Alguien impertinente es un rompegrupo, que no percibe lo que pasa, que tiene trastornos de adaptación, de adecuación en lenguaje, modos y maneras.
El sistema educativo venezolano, escuelas y universidades, importado como ha sido desde sus orígenes españoles y occidentales, es impertinente. Poco tiene que ver con lo que el país reclama a cambio de lo que invierte en él en dinero y gente. Tiene poco que ver, y magras respuestas, para los estudiantes, como personas, como lo que son cultural y afectivamente, como jóvenes en exigencia formativas
Pertinencia tiene que ver continuidad y con utilidad. Continuidad con lo que el país y las personas son y traen en su cultura, acervo y experiencia. Utilidad para las personas y el país y lo que esperan y necesitan para realizarse y construirse. De manera que la calidad es inseparable de la pertinencia.

----

Consigna — Según el texto sobre la pertinencia del sistema educativo venezolano, ¿con qué dos cosas tiene que ver la pertinencia? Los ítems no cumplen ningún papel en esto.

Ítems proporcionados —

----

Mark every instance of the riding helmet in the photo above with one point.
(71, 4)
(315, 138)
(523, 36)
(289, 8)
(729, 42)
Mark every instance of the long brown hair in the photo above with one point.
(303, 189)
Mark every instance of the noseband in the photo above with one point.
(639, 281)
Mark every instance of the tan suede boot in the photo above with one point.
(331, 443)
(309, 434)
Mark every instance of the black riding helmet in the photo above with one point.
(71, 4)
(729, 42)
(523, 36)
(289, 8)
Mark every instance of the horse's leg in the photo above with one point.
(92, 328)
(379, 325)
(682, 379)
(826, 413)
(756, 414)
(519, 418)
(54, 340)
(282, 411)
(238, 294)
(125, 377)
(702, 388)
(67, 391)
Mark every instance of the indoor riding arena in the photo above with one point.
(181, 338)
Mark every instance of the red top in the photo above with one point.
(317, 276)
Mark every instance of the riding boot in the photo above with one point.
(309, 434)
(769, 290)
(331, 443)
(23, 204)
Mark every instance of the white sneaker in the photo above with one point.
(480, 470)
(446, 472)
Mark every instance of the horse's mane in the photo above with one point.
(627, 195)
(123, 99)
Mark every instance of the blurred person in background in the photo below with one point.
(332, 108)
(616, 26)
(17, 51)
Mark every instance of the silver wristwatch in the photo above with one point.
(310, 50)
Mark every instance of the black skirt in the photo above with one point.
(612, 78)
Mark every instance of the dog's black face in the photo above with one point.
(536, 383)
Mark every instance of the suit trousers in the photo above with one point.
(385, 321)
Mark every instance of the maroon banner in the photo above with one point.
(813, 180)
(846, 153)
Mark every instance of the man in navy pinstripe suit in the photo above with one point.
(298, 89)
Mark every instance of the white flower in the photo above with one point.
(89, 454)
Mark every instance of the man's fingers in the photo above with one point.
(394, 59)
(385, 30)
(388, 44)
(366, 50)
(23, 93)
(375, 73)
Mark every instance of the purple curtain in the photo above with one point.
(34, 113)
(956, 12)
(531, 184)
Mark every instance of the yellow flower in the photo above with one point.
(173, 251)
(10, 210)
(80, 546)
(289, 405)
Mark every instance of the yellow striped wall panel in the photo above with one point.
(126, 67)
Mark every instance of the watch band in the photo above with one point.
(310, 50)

----

Tu respuesta — Con la continuidad y con la utilidad.